## Written problem
Extract exactly the range of lines bounded by the line containing "One keypoint belongs on each instance. Indicate the white table" and the final line of the listing, both ends included, and no other lines.

## Record list
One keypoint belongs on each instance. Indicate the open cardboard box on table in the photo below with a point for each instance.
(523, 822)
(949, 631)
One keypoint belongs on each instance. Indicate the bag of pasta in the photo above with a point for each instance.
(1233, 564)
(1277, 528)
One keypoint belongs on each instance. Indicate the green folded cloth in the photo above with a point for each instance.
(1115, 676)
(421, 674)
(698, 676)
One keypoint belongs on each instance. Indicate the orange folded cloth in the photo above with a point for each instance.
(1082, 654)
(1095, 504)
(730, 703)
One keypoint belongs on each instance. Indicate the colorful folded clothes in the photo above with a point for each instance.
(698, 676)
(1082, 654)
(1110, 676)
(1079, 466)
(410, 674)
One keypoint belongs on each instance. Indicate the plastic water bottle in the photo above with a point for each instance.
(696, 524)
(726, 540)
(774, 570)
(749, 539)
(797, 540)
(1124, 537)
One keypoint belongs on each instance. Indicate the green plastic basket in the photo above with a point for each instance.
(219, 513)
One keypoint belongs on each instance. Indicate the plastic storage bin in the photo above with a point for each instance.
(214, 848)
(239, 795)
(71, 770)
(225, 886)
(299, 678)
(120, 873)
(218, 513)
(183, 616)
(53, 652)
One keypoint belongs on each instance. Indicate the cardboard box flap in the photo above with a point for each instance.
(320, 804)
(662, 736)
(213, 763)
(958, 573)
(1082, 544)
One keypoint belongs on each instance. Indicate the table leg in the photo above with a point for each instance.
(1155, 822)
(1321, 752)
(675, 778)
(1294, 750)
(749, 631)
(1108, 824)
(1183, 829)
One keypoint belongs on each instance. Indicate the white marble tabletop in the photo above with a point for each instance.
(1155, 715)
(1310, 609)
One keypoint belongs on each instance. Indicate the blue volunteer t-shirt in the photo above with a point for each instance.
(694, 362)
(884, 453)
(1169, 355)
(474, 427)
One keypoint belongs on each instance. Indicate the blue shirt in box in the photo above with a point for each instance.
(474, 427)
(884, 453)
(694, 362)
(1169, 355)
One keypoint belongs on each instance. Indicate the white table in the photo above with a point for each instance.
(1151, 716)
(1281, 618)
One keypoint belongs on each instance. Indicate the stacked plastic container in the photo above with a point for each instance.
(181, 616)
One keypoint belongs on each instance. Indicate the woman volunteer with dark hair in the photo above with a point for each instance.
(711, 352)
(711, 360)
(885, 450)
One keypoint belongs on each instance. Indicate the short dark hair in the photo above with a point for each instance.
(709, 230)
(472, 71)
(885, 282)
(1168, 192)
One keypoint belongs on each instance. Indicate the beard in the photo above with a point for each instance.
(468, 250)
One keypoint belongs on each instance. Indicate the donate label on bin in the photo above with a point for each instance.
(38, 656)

## Task solution
One keypoint belongs on each instance. Indicate the white table in the photo above with a point for each instance.
(1151, 716)
(1281, 618)
One keypoint belongs on each instance. Indicate the stacked plastic container in the photo above with a point for each instance.
(181, 616)
One keypoint belongs on each instance. Indicate the woman volunteer with dark hair in the photo above with a point for each instance.
(711, 352)
(711, 360)
(885, 450)
One keypoint belongs on each instance. Indicate the short dark hair in the photo above with a point for each instance.
(709, 230)
(472, 71)
(885, 282)
(1168, 192)
One keypoint belongs on each instance. Indicate the beard in the photo above with a point for each instance.
(468, 250)
One keypoint belongs on each instance. Indicate the donate label on bin in the photo above with a point for each instance.
(38, 656)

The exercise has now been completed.